■ **SOURCE DATA**:
:::::

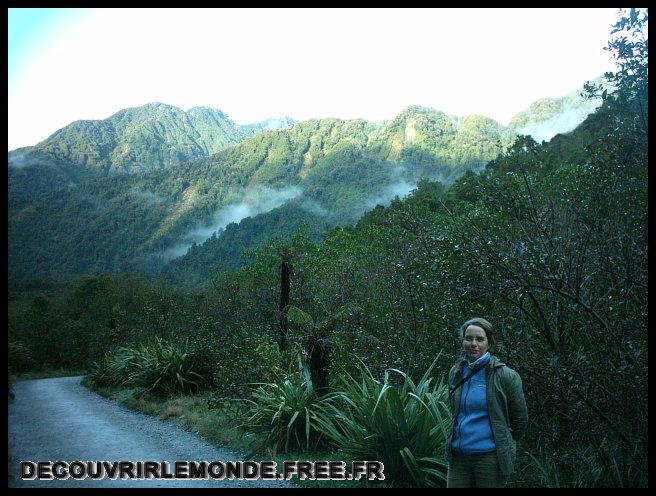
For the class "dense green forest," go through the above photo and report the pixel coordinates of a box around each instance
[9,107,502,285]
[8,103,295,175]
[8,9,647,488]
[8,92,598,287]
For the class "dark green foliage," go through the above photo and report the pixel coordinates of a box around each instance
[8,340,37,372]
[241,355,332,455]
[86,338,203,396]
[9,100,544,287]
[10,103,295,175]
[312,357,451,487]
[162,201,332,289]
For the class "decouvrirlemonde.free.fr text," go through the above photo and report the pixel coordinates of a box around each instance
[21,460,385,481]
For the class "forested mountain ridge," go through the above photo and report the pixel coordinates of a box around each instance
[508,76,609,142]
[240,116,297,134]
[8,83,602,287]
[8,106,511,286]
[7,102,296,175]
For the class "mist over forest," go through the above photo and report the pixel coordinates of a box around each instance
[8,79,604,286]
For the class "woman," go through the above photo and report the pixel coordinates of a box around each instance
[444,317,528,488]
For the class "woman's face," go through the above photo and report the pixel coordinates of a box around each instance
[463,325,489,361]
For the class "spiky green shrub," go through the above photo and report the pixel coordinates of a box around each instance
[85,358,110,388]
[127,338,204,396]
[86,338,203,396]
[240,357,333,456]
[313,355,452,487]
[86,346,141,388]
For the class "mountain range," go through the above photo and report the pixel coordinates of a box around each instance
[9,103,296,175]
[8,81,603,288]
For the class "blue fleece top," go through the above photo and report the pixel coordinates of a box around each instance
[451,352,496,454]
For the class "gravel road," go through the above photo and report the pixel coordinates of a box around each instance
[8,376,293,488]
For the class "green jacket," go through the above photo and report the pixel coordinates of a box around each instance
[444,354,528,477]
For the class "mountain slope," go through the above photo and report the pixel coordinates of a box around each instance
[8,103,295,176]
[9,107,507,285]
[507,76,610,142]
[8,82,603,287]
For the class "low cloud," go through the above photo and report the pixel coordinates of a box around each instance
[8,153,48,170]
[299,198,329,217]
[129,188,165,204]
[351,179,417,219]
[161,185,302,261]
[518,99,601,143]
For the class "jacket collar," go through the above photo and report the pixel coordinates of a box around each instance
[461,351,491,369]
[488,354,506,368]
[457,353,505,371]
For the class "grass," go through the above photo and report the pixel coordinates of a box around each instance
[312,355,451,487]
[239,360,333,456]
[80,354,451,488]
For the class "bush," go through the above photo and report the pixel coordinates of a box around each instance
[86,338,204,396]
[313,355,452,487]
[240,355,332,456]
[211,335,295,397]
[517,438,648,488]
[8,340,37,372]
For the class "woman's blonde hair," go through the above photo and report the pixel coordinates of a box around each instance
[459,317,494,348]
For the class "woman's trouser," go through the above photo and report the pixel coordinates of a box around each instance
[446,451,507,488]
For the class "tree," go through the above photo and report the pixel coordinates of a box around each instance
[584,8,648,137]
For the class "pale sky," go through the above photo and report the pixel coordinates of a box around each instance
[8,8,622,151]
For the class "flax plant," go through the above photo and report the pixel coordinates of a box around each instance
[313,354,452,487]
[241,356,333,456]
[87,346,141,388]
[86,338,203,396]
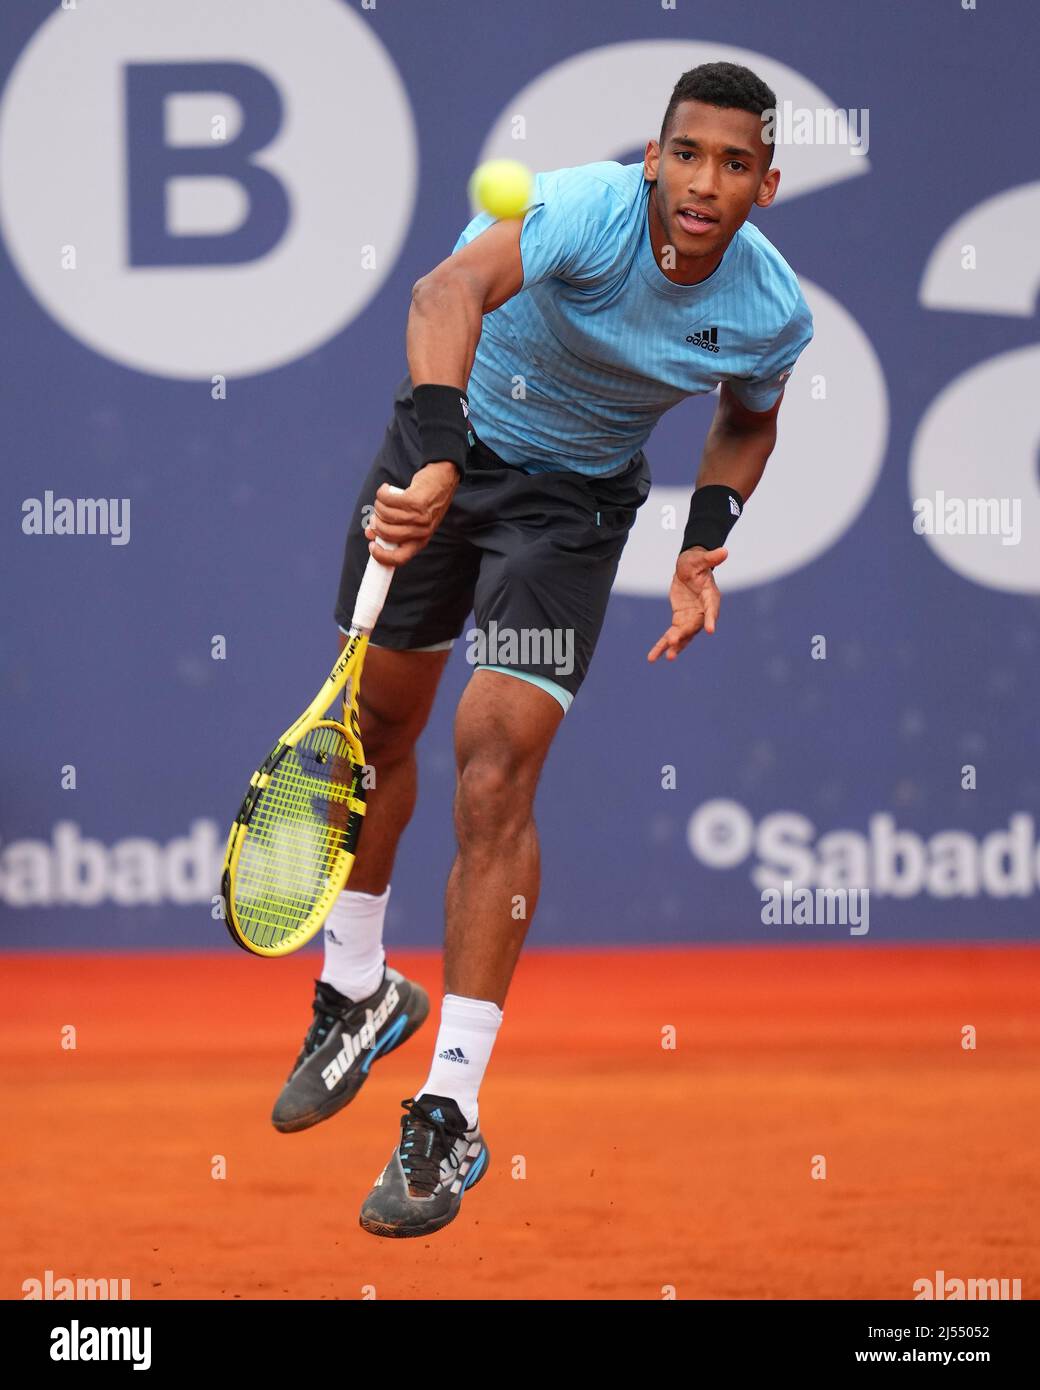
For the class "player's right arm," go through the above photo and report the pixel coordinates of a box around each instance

:::::

■ **EXERCISE PROMPT**:
Would you copy out all the data exactly, without the images?

■ **SOLUTION TO THIS TASK**:
For the class "dense green forest," go through the above photo and report the pixel coordinates of a box around each instance
[9,107,502,285]
[8,103,295,175]
[8,9,647,488]
[8,92,598,287]
For the class "dark green foliage," go through the above photo and report the pixel coordinates of a box around each instance
[8,340,37,372]
[241,355,332,455]
[86,338,203,396]
[9,100,544,287]
[10,103,295,175]
[312,357,451,487]
[162,201,332,289]
For the class "decouvrirlemonde.free.fr text," go through the above photo and report the pixel coordinates of a box around each instance
[21,460,385,481]
For the class "forested mountain ridge," go through the above photo and report the pixel coordinates of a box around each instance
[508,76,609,142]
[240,116,297,134]
[8,83,602,287]
[8,106,511,286]
[7,102,296,175]
For the class "mist over forest," go through the above photo and report the pixel coordinates of a box around each instance
[8,79,604,286]
For the class "woman," go through the above photo and report the pixel coordinates of a box around each instance
[444,317,528,488]
For the class "woman's face," go through the above photo and report the pixel coordinates of a box around each instance
[463,325,489,361]
For the class "spiky green shrub," go through the above photo and report the pixel coordinates of a box around each instance
[85,358,110,388]
[127,338,204,396]
[86,338,203,396]
[240,357,333,456]
[313,355,452,487]
[86,346,141,388]
For the class "mountain range," go through the above photo and report the pixel coordinates of a box around each instance
[9,103,296,175]
[8,81,603,288]
For the class "blue fleece top," go through the above photo and report the pixel coordinates of a box around each instance
[451,352,496,454]
For the class "gravel road," go through the above photo and report the pixel coordinates of a box around each instance
[8,376,293,488]
For the class "green jacket," go through the above photo and report the pixel coordinates of a box around each instance
[444,354,528,477]
For the class "mountain slope," go through the above photo and report the pixel coordinates of a box around each instance
[8,103,295,176]
[9,107,507,285]
[507,76,610,142]
[8,82,603,287]
For the class "low cloud," go through the above photo and report the pixel coordinates of a box around each instance
[8,153,48,170]
[299,198,329,217]
[129,188,165,204]
[351,179,417,219]
[161,185,302,261]
[518,99,601,143]
For the class "jacket collar," go through the above photo and report the pixel coordinates of a box around each instance
[461,351,491,369]
[488,354,506,368]
[457,353,505,371]
For the class "grass," go through the above photo and report the pixel coordinates of a box around each instance
[312,355,451,487]
[239,360,333,456]
[80,354,451,488]
For the class "bush," go through the above photo and report the pixel coordinates of a box around each instance
[86,338,204,396]
[313,355,452,487]
[240,355,332,456]
[211,335,295,397]
[517,438,648,488]
[8,340,37,372]
For the class "woman's blonde hair," go through the above photo and report the pixel coordinates of a box around each instance
[459,317,494,348]
For the class "woman's trouser," go through the above photo and report the pixel coordinates of a box around each instance
[446,451,507,488]
For the class "tree," go through the above photo and report the pixel coordinates of a box around each instance
[584,8,648,137]
For the class "pale sky," go through the above photo and report the pixel coordinates of a box around each instance
[8,8,622,151]
For the class "flax plant," go through the above photo and report the pixel coordinates of a box around each instance
[313,354,452,487]
[241,356,333,456]
[87,346,141,388]
[86,338,203,396]
For the class "player's right arm," go through the above photo and report the pixel coordinates of a box around each instance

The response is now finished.